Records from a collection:
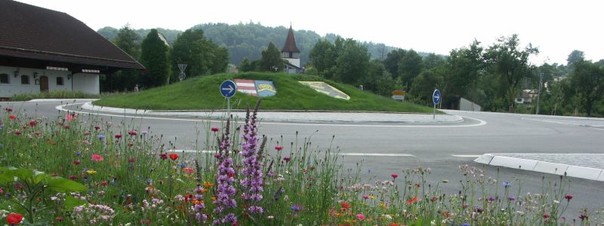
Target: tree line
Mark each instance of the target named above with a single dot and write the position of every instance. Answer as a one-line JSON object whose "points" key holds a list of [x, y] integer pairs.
{"points": [[160, 58], [493, 77]]}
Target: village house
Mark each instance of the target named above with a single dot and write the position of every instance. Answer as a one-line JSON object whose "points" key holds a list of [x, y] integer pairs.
{"points": [[43, 50]]}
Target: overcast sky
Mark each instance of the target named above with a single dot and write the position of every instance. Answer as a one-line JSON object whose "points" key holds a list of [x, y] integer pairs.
{"points": [[436, 26]]}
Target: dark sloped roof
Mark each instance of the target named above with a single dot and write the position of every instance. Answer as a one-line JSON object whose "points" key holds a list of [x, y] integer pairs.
{"points": [[290, 42], [35, 33]]}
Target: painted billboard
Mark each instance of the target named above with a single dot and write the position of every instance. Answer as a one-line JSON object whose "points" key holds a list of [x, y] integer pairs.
{"points": [[326, 89]]}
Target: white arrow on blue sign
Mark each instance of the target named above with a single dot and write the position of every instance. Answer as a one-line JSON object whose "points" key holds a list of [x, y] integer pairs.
{"points": [[228, 88], [436, 96]]}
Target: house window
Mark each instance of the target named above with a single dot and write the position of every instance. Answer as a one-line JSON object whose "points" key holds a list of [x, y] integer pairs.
{"points": [[4, 79], [24, 80]]}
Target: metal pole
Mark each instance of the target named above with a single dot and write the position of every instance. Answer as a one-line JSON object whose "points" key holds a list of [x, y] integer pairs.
{"points": [[539, 92]]}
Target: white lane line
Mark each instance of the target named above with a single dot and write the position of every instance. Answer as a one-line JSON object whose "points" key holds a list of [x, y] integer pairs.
{"points": [[142, 116], [466, 156], [376, 154]]}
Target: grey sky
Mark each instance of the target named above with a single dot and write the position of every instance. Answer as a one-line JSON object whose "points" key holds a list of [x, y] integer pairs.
{"points": [[555, 27]]}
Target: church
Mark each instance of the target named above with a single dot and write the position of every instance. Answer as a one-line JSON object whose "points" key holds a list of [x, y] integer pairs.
{"points": [[42, 50], [291, 54]]}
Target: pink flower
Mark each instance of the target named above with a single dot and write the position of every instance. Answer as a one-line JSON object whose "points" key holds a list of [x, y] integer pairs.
{"points": [[97, 158], [70, 117], [360, 217]]}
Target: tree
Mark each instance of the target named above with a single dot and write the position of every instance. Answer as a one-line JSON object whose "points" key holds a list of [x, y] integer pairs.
{"points": [[409, 67], [271, 59], [129, 42], [588, 82], [392, 61], [510, 65], [423, 86], [352, 62], [323, 58], [464, 68], [200, 54], [154, 56]]}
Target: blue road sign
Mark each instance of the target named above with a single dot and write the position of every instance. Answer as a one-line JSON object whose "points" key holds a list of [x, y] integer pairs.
{"points": [[436, 96], [228, 88]]}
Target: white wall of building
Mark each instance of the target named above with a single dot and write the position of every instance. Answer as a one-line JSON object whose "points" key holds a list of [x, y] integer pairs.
{"points": [[84, 82]]}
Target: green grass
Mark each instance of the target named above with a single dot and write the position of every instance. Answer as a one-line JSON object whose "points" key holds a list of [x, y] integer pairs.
{"points": [[56, 94], [137, 183], [203, 93]]}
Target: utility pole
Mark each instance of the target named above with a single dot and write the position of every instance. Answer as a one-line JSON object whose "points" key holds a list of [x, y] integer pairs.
{"points": [[539, 92]]}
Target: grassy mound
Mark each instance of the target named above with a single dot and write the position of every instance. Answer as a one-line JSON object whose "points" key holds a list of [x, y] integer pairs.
{"points": [[203, 93]]}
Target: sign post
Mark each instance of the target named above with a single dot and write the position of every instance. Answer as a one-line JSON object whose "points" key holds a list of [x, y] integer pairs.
{"points": [[182, 75], [228, 88], [436, 100]]}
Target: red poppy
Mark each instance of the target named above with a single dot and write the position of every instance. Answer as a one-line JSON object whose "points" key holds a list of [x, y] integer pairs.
{"points": [[14, 218], [188, 170], [412, 200], [345, 205], [97, 158]]}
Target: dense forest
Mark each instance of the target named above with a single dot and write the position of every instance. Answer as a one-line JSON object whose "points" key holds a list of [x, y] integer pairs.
{"points": [[498, 77], [248, 40]]}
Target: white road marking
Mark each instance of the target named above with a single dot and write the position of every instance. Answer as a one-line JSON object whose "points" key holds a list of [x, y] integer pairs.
{"points": [[395, 125], [466, 156], [376, 154]]}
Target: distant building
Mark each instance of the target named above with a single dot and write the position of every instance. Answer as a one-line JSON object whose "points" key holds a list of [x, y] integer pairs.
{"points": [[44, 50], [291, 54]]}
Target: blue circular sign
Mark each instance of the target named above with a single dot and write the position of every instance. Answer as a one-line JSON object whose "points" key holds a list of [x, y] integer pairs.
{"points": [[436, 96], [228, 88]]}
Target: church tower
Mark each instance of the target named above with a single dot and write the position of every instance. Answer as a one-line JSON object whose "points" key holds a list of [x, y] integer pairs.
{"points": [[291, 53]]}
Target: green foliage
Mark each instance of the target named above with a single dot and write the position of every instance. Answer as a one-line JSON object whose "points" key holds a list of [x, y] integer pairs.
{"points": [[202, 93], [510, 66], [271, 59], [128, 41], [154, 56], [352, 62], [588, 83], [53, 94], [201, 55]]}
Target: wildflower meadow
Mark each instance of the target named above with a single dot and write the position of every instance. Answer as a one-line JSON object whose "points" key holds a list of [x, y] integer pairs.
{"points": [[77, 169]]}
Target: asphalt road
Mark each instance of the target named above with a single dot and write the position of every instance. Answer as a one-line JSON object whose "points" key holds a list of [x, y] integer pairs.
{"points": [[385, 148]]}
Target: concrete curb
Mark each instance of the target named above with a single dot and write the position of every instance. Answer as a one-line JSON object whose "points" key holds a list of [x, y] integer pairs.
{"points": [[542, 166], [296, 117]]}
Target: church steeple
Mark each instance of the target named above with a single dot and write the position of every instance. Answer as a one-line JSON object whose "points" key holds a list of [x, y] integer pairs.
{"points": [[290, 43], [291, 53]]}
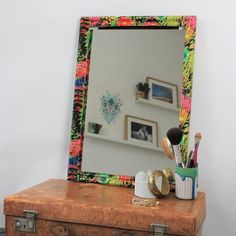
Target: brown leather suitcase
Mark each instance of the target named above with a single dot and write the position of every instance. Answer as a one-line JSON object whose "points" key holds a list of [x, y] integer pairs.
{"points": [[62, 208]]}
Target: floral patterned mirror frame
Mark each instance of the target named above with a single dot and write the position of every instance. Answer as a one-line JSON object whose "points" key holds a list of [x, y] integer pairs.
{"points": [[82, 79]]}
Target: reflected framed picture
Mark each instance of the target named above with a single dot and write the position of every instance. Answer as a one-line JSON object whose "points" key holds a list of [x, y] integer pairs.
{"points": [[163, 93], [141, 131]]}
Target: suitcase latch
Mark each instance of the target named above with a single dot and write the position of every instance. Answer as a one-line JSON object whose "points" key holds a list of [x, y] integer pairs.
{"points": [[26, 224], [159, 229]]}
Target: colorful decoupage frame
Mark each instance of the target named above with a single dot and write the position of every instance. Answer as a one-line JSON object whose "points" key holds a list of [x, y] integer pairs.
{"points": [[188, 23]]}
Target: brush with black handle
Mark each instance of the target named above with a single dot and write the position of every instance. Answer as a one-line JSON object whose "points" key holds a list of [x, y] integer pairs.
{"points": [[175, 136]]}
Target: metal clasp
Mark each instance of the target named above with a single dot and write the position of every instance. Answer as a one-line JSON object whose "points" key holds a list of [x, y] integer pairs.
{"points": [[26, 224], [159, 229]]}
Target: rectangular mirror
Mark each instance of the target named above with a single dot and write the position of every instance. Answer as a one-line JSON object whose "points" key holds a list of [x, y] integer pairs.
{"points": [[133, 83]]}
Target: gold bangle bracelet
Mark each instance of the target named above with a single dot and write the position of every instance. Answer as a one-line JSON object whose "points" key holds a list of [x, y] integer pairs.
{"points": [[165, 187]]}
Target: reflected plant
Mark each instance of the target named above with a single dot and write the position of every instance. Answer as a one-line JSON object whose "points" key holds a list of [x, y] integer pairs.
{"points": [[110, 107]]}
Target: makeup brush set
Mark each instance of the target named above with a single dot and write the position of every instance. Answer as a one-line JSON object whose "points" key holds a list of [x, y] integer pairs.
{"points": [[171, 148], [186, 173]]}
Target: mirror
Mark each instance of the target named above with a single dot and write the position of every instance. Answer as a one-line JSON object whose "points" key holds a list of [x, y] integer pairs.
{"points": [[133, 83]]}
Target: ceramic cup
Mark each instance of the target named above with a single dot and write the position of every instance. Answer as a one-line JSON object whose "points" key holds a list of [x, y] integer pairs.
{"points": [[186, 183]]}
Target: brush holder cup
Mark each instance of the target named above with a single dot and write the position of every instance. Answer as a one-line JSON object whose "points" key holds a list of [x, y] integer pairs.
{"points": [[186, 180]]}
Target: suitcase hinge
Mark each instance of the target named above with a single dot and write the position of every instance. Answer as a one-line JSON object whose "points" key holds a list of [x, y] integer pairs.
{"points": [[159, 229], [26, 224]]}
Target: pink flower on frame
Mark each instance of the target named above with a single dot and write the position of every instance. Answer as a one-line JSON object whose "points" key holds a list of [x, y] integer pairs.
{"points": [[186, 103], [191, 21], [82, 69], [75, 148]]}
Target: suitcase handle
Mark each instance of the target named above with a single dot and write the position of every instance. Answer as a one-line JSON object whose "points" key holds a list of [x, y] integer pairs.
{"points": [[60, 230]]}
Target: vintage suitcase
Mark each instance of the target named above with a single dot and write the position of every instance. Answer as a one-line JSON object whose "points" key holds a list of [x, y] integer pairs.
{"points": [[63, 208]]}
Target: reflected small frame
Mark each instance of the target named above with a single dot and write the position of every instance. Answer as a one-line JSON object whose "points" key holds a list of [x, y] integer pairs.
{"points": [[163, 93], [141, 131]]}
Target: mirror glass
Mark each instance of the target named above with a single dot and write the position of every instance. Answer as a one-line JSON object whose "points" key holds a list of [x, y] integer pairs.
{"points": [[133, 98]]}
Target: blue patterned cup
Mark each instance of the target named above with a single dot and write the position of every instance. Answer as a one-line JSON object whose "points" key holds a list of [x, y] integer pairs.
{"points": [[186, 182]]}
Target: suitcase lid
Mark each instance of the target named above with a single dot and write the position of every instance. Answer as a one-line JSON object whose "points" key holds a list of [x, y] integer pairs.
{"points": [[110, 206]]}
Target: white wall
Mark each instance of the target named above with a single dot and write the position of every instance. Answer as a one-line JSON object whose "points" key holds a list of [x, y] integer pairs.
{"points": [[120, 59], [37, 61]]}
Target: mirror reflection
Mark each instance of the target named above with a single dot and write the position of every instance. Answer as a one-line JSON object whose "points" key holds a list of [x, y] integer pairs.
{"points": [[133, 99]]}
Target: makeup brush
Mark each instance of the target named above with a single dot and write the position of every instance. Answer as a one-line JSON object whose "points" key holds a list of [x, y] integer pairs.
{"points": [[175, 136], [197, 139], [167, 148]]}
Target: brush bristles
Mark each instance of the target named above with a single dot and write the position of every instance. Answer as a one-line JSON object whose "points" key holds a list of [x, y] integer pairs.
{"points": [[175, 135], [168, 151]]}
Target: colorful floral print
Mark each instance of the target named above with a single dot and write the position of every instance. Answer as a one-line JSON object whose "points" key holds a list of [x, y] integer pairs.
{"points": [[82, 80]]}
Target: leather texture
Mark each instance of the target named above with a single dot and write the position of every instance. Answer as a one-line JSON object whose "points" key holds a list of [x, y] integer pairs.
{"points": [[100, 208]]}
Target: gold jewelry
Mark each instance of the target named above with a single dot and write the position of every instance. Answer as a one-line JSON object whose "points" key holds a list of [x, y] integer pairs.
{"points": [[164, 189], [145, 202]]}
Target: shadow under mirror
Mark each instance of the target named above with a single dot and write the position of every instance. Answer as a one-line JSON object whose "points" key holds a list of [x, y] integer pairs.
{"points": [[133, 98]]}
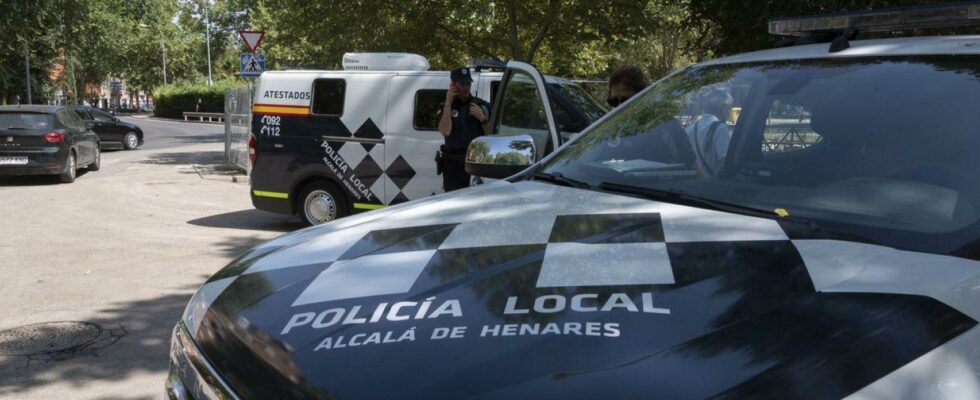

* **What you have to do**
Scan the data above for the string "leather" and copy each line where it appears.

* **Finished exercise**
Target: brown leather suitcase
Target: leather texture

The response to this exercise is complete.